--- EXERCISE OBJECTIVE ---
All lines from the one containing "Query: stainless steel range hood" down to the final line of the entries below: return them exactly.

--- Photo-based referring expression data ---
+ + + + +

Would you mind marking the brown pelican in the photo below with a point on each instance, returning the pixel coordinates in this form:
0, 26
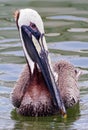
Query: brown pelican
41, 90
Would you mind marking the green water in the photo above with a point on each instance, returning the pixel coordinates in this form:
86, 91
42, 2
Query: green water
66, 30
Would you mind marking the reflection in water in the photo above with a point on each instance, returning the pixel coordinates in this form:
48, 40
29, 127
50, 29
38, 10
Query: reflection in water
66, 26
52, 122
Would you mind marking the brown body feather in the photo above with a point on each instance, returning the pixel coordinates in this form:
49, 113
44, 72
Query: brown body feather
31, 96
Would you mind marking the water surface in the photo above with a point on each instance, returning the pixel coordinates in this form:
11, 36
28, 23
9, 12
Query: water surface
66, 30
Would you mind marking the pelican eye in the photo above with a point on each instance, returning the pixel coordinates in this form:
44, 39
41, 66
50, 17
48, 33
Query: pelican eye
32, 25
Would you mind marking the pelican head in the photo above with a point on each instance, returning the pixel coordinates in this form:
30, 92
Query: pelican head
31, 29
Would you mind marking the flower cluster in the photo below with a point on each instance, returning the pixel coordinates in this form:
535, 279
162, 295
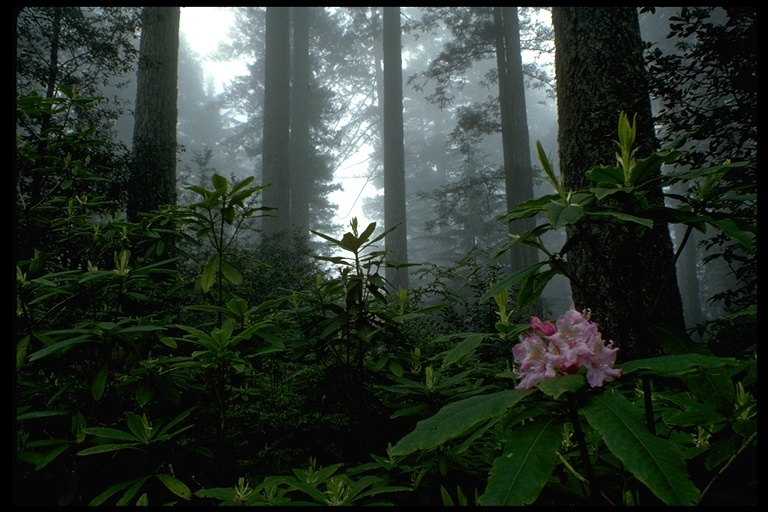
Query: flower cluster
573, 343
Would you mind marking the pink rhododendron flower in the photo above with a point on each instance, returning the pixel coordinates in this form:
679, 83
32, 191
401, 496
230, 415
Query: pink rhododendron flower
574, 342
547, 329
536, 363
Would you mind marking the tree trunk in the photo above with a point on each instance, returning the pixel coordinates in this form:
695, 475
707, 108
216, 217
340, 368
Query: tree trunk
274, 159
394, 153
300, 175
625, 275
518, 174
153, 178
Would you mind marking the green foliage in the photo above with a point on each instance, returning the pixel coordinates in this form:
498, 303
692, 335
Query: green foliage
161, 373
628, 183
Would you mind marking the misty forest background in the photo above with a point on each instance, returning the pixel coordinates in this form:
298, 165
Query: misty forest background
155, 214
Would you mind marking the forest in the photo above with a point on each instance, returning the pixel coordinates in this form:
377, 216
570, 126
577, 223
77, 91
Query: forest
547, 294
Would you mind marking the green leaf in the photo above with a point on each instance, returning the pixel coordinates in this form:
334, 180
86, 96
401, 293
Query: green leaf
137, 424
101, 498
532, 287
560, 215
656, 462
520, 473
602, 193
104, 448
456, 419
238, 306
39, 414
676, 365
562, 384
220, 183
99, 383
625, 217
606, 175
210, 273
470, 343
228, 214
175, 485
231, 273
111, 433
50, 456
691, 414
144, 393
58, 347
510, 280
730, 228
131, 492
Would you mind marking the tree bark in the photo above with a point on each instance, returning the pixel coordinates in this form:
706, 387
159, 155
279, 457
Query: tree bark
394, 153
275, 161
624, 274
153, 178
518, 174
300, 175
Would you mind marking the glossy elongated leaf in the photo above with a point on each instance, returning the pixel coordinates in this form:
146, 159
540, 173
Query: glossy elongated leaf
104, 448
562, 384
39, 414
470, 343
656, 462
101, 498
510, 280
231, 273
112, 433
730, 228
625, 217
175, 485
520, 473
99, 383
126, 498
456, 419
606, 175
50, 456
676, 365
209, 274
560, 215
58, 347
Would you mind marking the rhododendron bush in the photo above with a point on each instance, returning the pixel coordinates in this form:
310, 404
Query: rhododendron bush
572, 344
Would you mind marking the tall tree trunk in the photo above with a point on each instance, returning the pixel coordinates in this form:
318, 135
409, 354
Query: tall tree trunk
153, 178
274, 159
518, 174
623, 274
394, 153
300, 175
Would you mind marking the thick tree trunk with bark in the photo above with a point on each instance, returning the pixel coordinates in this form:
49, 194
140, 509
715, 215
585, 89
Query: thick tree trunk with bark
624, 274
274, 159
518, 174
153, 178
301, 177
394, 153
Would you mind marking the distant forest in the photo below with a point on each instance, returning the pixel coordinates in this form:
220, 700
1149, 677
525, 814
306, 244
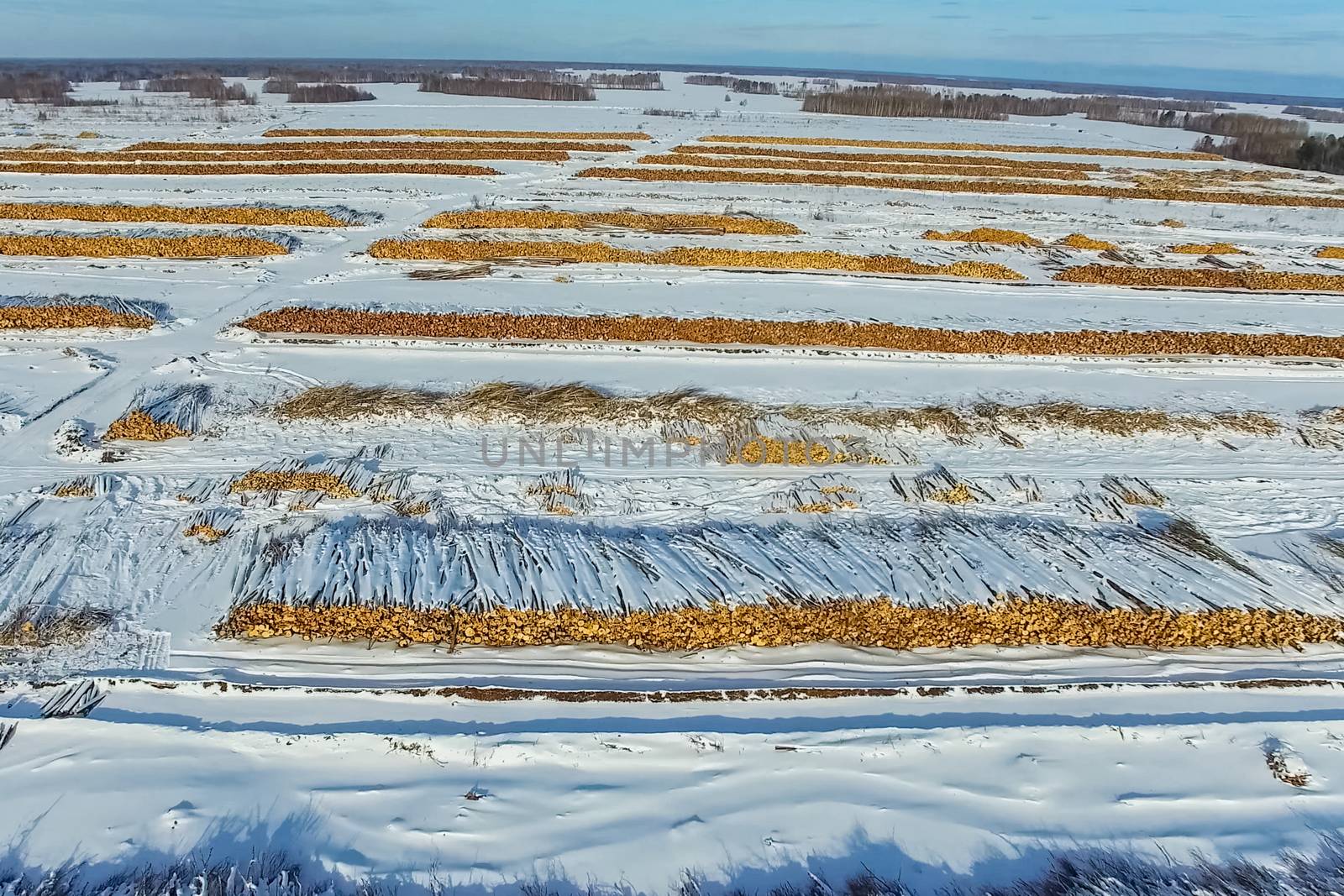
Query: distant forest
1324, 154
734, 85
924, 102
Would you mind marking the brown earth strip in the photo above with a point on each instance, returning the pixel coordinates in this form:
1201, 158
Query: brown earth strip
721, 331
680, 257
1200, 277
918, 144
208, 170
172, 214
105, 246
456, 132
69, 317
987, 187
546, 219
871, 624
889, 157
875, 168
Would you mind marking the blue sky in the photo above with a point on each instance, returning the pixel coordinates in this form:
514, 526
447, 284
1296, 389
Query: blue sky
1290, 46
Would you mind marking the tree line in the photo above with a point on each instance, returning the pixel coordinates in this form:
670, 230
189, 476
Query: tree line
736, 85
924, 102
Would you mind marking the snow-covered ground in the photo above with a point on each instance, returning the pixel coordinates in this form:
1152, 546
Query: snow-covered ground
342, 759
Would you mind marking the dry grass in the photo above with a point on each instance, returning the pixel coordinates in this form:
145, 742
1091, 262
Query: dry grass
260, 170
261, 217
546, 219
1200, 278
456, 132
69, 317
105, 246
870, 167
680, 257
886, 157
874, 624
205, 532
722, 331
987, 187
140, 427
1082, 241
1207, 249
958, 493
571, 403
984, 235
187, 149
916, 144
768, 452
293, 481
44, 626
320, 152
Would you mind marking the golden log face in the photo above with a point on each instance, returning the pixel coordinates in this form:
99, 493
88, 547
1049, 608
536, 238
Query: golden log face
874, 624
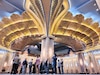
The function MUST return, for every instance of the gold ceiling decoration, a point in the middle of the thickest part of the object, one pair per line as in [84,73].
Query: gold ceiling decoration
[78,27]
[41,20]
[17,26]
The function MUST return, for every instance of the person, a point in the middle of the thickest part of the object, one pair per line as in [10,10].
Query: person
[59,65]
[46,66]
[16,62]
[62,71]
[24,66]
[34,68]
[54,63]
[30,66]
[38,64]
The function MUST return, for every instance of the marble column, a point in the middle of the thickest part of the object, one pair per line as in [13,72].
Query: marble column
[93,64]
[47,49]
[81,62]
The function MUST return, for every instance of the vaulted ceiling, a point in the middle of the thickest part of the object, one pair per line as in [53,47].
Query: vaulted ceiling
[70,23]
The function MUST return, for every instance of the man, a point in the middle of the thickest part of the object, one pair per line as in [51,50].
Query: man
[30,66]
[54,63]
[16,62]
[24,66]
[62,71]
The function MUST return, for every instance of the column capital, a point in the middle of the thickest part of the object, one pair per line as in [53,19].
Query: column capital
[50,37]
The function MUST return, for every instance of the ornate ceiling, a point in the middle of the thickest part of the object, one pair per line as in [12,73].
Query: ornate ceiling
[53,20]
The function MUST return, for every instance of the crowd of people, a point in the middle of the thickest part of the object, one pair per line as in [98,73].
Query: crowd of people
[38,66]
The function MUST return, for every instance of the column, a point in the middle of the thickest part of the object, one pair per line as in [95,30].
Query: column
[81,62]
[47,49]
[93,64]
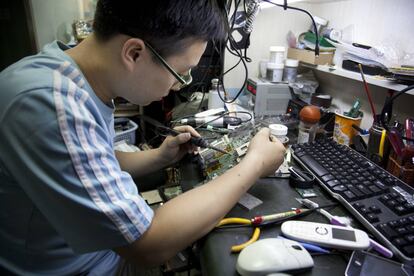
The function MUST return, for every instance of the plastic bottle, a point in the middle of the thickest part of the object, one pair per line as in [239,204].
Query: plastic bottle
[275,72]
[280,132]
[291,70]
[277,54]
[309,118]
[214,100]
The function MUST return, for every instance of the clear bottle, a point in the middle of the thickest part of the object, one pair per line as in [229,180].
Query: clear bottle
[309,118]
[214,100]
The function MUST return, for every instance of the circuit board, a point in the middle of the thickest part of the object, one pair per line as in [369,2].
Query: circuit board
[214,163]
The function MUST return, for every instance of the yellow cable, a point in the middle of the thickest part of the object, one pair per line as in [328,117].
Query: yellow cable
[255,237]
[382,142]
[233,221]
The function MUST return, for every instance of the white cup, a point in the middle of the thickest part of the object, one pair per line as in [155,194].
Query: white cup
[214,100]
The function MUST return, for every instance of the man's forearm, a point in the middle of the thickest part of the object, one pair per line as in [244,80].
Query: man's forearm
[191,215]
[142,162]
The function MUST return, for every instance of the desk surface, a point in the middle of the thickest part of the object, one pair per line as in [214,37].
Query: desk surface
[277,196]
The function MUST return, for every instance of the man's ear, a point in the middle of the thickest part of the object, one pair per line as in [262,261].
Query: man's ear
[132,52]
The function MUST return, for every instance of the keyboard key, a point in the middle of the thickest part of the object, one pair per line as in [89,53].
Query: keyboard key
[409,250]
[339,188]
[372,218]
[315,167]
[374,209]
[349,195]
[358,205]
[399,242]
[410,228]
[401,230]
[394,224]
[374,189]
[328,177]
[333,183]
[387,231]
[410,238]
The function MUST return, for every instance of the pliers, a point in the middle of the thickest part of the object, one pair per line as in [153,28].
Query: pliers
[243,221]
[257,221]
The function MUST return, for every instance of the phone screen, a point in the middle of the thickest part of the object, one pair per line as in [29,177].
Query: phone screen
[366,264]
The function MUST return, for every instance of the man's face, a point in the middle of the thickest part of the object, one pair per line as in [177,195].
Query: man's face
[152,81]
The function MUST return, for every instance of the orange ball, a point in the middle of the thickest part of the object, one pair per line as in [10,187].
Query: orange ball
[310,114]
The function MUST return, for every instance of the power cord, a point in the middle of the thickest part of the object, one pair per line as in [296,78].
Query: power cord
[388,107]
[243,56]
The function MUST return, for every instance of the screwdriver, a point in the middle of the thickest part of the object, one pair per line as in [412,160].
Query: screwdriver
[198,141]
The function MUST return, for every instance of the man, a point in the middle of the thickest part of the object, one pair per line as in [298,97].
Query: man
[68,204]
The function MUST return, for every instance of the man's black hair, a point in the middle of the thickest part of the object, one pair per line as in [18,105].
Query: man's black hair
[168,25]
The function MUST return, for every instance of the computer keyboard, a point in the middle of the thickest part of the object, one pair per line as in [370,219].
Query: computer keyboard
[381,202]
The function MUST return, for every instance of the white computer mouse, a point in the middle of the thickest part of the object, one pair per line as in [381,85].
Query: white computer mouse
[269,256]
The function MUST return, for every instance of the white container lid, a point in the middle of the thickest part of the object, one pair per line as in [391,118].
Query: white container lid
[273,66]
[320,21]
[292,63]
[277,49]
[278,129]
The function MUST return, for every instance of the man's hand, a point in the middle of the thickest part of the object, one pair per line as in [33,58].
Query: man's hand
[269,153]
[174,148]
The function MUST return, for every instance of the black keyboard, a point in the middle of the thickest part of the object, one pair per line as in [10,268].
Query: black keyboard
[381,202]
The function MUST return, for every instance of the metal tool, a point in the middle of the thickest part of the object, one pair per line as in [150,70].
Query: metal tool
[196,141]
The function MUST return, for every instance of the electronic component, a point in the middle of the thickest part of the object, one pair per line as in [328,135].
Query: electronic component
[327,235]
[381,202]
[306,193]
[365,264]
[269,98]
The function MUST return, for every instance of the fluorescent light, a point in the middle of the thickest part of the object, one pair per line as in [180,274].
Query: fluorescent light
[265,5]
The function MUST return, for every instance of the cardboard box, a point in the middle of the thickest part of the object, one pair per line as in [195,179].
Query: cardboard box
[309,56]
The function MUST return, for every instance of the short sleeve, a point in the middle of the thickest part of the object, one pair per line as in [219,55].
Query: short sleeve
[59,150]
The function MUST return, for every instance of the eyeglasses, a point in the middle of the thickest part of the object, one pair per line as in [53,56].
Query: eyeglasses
[184,80]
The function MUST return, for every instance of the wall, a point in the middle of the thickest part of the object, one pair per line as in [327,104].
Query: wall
[375,21]
[269,29]
[53,18]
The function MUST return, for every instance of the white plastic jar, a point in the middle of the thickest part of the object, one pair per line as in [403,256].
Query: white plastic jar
[277,54]
[280,132]
[290,71]
[274,72]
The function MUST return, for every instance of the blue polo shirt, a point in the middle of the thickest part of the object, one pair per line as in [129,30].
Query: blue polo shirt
[64,200]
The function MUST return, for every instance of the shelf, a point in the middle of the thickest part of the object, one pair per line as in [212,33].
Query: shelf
[374,80]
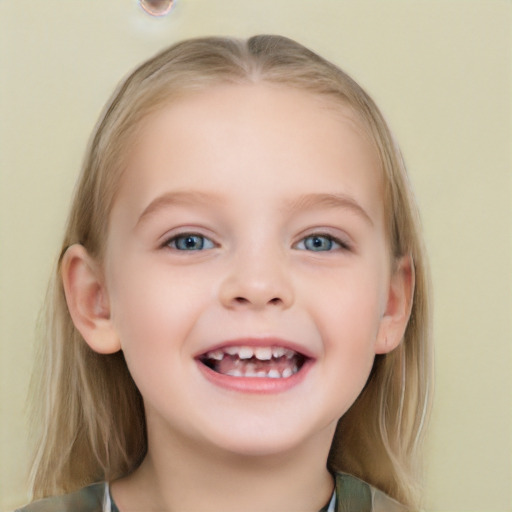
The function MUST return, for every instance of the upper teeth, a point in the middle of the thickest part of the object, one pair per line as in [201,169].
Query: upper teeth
[244,352]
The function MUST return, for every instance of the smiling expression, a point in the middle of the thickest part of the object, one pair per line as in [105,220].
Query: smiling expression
[247,266]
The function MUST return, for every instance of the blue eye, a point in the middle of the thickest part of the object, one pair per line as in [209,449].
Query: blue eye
[320,243]
[190,242]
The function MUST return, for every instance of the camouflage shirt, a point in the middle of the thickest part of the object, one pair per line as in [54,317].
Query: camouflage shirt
[350,495]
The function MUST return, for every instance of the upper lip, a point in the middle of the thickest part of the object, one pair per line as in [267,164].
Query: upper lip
[258,342]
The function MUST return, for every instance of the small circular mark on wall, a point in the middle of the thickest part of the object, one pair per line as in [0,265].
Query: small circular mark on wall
[157,7]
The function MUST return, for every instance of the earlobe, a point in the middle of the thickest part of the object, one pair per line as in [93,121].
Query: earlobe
[87,299]
[398,306]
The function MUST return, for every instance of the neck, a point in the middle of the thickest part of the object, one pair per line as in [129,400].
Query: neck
[177,475]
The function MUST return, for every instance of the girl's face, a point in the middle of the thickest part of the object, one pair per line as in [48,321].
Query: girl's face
[247,268]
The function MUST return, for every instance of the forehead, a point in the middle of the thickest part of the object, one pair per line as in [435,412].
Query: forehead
[257,136]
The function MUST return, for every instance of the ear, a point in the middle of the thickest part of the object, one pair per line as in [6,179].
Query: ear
[398,306]
[87,299]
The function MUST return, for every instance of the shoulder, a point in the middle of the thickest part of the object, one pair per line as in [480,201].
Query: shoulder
[355,494]
[88,499]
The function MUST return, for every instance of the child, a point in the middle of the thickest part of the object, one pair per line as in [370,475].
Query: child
[239,318]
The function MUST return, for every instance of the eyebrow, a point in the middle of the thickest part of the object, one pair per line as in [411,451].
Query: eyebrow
[177,198]
[304,202]
[344,201]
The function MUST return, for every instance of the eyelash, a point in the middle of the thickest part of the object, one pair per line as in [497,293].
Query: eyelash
[321,243]
[333,243]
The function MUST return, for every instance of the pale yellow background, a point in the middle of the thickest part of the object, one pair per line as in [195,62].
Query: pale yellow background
[440,70]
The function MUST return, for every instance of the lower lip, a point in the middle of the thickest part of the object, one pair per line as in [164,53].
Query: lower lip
[260,385]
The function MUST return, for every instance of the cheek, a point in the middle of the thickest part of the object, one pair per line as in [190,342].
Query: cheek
[154,306]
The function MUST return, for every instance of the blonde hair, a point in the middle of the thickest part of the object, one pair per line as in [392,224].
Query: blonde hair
[89,410]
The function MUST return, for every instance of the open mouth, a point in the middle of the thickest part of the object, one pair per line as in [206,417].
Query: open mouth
[257,362]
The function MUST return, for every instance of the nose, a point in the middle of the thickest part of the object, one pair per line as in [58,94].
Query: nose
[257,282]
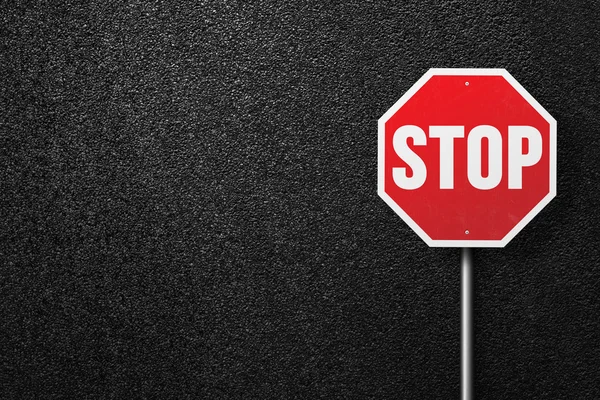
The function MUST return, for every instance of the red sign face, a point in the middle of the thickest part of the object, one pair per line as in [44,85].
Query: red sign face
[467,157]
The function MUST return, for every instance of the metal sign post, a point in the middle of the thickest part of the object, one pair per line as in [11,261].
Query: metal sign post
[466,330]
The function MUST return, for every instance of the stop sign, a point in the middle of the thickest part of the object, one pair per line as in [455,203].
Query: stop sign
[467,157]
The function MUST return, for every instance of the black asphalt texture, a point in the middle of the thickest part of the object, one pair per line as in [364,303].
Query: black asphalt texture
[189,204]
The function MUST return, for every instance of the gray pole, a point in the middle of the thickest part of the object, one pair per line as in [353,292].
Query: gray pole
[466,331]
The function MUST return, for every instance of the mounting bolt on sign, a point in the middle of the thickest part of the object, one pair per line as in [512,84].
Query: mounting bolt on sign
[467,157]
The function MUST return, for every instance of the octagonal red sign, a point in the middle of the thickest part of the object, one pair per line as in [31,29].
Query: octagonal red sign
[467,157]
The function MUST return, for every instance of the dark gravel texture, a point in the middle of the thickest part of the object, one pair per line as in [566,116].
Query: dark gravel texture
[189,204]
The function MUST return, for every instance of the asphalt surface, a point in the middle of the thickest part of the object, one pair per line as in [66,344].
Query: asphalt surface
[189,205]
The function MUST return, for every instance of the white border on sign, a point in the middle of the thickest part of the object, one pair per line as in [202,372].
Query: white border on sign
[381,157]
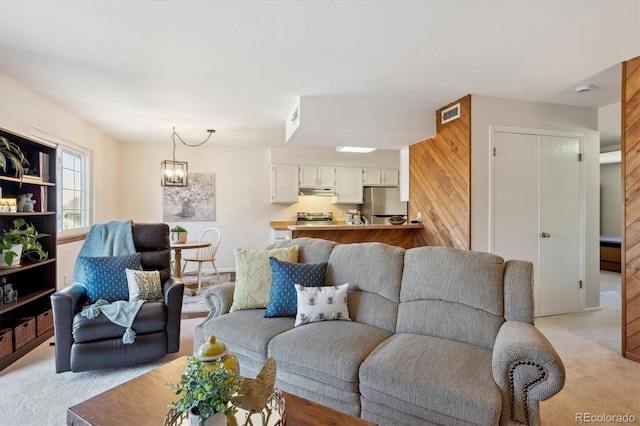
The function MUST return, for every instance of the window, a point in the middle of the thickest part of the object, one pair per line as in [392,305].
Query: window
[73,189]
[74,166]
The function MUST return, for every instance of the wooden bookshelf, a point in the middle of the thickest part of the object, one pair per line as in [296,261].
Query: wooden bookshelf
[34,281]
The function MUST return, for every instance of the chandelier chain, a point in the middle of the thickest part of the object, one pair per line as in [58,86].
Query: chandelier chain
[175,135]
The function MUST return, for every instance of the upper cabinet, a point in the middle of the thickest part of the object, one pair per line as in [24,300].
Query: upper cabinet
[317,177]
[380,177]
[284,184]
[348,186]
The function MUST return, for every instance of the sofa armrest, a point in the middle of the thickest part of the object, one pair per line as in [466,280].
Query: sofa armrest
[219,299]
[65,304]
[173,294]
[527,369]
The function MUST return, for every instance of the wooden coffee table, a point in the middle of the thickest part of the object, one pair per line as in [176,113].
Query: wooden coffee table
[143,401]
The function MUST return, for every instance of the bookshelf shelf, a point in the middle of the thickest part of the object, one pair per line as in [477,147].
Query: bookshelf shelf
[34,281]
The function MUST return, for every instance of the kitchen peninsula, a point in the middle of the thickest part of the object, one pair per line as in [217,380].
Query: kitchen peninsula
[397,235]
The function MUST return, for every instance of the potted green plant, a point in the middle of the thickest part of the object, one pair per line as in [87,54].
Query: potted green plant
[20,242]
[205,393]
[178,234]
[10,153]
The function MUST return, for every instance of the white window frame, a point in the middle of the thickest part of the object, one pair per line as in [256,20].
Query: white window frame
[64,145]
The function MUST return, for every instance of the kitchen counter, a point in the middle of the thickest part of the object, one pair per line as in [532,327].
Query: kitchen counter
[397,235]
[343,227]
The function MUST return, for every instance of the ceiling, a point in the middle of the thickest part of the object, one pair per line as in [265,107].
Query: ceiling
[136,69]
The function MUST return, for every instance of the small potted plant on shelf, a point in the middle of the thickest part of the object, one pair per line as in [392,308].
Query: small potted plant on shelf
[10,153]
[205,393]
[178,234]
[20,242]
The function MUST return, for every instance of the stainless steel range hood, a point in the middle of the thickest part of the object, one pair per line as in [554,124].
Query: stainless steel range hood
[323,192]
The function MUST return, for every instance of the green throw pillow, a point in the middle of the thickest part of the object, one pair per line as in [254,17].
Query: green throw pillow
[253,276]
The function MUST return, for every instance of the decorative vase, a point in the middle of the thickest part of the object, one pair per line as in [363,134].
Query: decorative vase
[188,209]
[179,237]
[17,249]
[218,419]
[213,351]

+ + + + +

--- RESPONSE AREA ---
Query: stainless steel range hood
[323,192]
The function MUST return, for every instance of the green throw pillow, a point in the middle of the thickest part of the object, one pair per line as in [254,17].
Query: green throw pillow
[253,276]
The function MUST return, for every instance of the decorative vase, a point in the middle of the thickest part of the object, one pair per line as in [363,134].
Query: decorative vase
[188,209]
[179,237]
[17,249]
[218,419]
[213,351]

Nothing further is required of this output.